═════ Material to process

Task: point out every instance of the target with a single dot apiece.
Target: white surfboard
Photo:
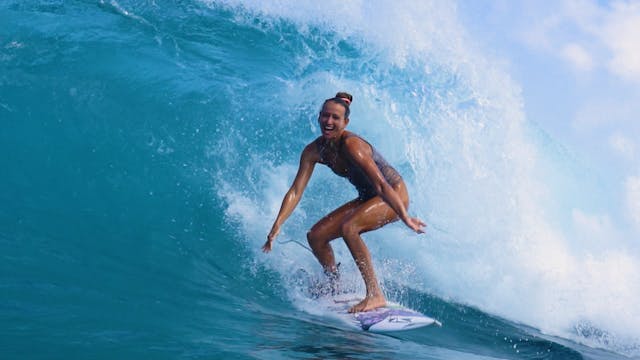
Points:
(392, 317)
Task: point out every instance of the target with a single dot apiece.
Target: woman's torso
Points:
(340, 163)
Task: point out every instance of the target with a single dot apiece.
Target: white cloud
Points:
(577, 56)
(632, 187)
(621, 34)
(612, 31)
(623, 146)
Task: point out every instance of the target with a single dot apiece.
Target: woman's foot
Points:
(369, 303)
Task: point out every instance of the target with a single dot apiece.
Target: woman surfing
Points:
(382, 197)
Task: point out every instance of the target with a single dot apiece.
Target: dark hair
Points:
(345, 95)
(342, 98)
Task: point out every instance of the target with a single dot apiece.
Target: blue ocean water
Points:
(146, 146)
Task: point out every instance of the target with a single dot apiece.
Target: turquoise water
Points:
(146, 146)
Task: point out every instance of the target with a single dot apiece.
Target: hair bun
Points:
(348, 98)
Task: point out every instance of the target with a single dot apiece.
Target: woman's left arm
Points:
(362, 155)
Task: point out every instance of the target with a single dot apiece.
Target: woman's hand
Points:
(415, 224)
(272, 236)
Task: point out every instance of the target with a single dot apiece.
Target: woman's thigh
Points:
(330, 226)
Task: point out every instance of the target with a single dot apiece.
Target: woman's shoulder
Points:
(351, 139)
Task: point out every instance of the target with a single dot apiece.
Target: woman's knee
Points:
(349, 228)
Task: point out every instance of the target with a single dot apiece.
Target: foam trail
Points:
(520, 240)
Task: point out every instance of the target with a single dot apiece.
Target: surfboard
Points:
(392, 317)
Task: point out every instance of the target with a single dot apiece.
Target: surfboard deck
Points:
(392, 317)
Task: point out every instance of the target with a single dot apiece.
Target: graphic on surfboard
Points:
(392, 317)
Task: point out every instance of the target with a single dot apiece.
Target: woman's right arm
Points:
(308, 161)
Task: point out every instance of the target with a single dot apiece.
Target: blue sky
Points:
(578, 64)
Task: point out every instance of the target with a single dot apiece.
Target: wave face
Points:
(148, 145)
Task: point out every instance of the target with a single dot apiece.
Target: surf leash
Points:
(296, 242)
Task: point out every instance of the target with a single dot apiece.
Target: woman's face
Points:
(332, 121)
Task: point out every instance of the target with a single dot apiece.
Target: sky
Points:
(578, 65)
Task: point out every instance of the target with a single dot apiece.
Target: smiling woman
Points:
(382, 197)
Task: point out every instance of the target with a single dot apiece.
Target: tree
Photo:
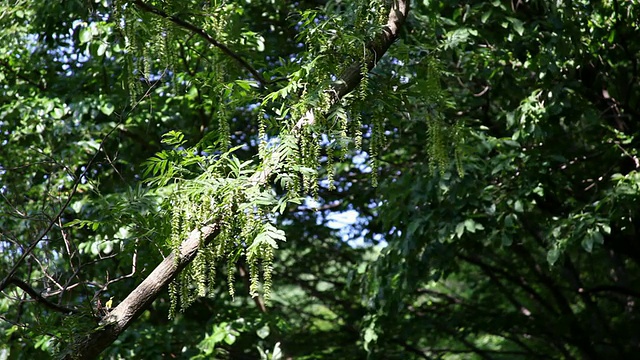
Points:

══════════

### What is required
Leave out the pictures and copy the rest of the material above exactly.

### Solution to the problem
Task: point out every instance of the target with a single dot apiece.
Target: white surfboard
Photo:
Points:
(392, 317)
Task: point out every instance of the target with a single dot apiece.
Target: woman's torso
Points:
(340, 163)
Task: point out every instance of the target with a single dot apiece.
Target: white cloud
Points:
(577, 56)
(632, 187)
(621, 34)
(612, 31)
(623, 146)
Task: point out every instance of the target with a single dot apiece.
Target: woman's foot
Points:
(369, 303)
Task: point out every instance of the target with a single dot apiece.
Target: woman surfing
Points:
(382, 197)
Task: point out every instance of the target with a single dot apiece.
Target: dark hair
Points:
(345, 95)
(342, 98)
Task: point out every instance of the target with a single dot apiece.
Target: blue ocean water
Points:
(146, 146)
Task: point out every instance of the target with a single dot apiece.
Target: turquoise water
Points:
(146, 146)
Task: point out every instance of the target with a single dot apiece.
Target: hair bun
Points:
(348, 98)
Task: point out every instance of the target with a single dot apiece.
Target: woman's left arm
Points:
(362, 155)
Task: point out every instance of the target with a single dot apiece.
Target: woman's hand
Points:
(415, 224)
(272, 236)
Task: point out every instance of the target with a single dot apiece.
Target: woman's thigh
Points:
(330, 226)
Task: point out every instance of the target with a single dot apiece.
Target: woman's shoulder
Points:
(351, 139)
Task: point out every instance of the target with a single dot apiece.
Target: woman's knee
Points:
(349, 228)
Task: point out every instance of the target with a single dot apiece.
Target: foam trail
Points:
(520, 240)
Task: point out every instance of the target with a single dot apiece.
Target: surfboard
Points:
(392, 317)
Task: point out every instance of the target with a single dot apiece.
Target: surfboard deck
Points:
(392, 317)
Task: point out every instance of the target with a single dot apiece.
Target: graphic on surfboard
Points:
(392, 317)
Task: point out every instance of the target with a single dot apiece.
Target: woman's right arm
Points:
(308, 161)
Task: point out every instance of the target with a single dot apiece.
Target: blue sky
Points:
(578, 64)
Task: point out every instance of the target with a single dot apiece.
Target: wave face
Points:
(148, 145)
Task: point out every instance of the target with a single dot apiece.
Target: surf leash
Points:
(296, 242)
Task: point out every instance of the target with a single dot apiece.
Target: woman's face
Points:
(332, 121)
Task: point out every instance of the target with a single dot apiece.
Target: sky
Points:
(578, 65)
Task: point out every instance of the target with a single dot apiece.
Target: smiling woman
Points:
(382, 197)
Task: point out every instance of the target with a single dot apiece.
Target: tree
Photo:
Points:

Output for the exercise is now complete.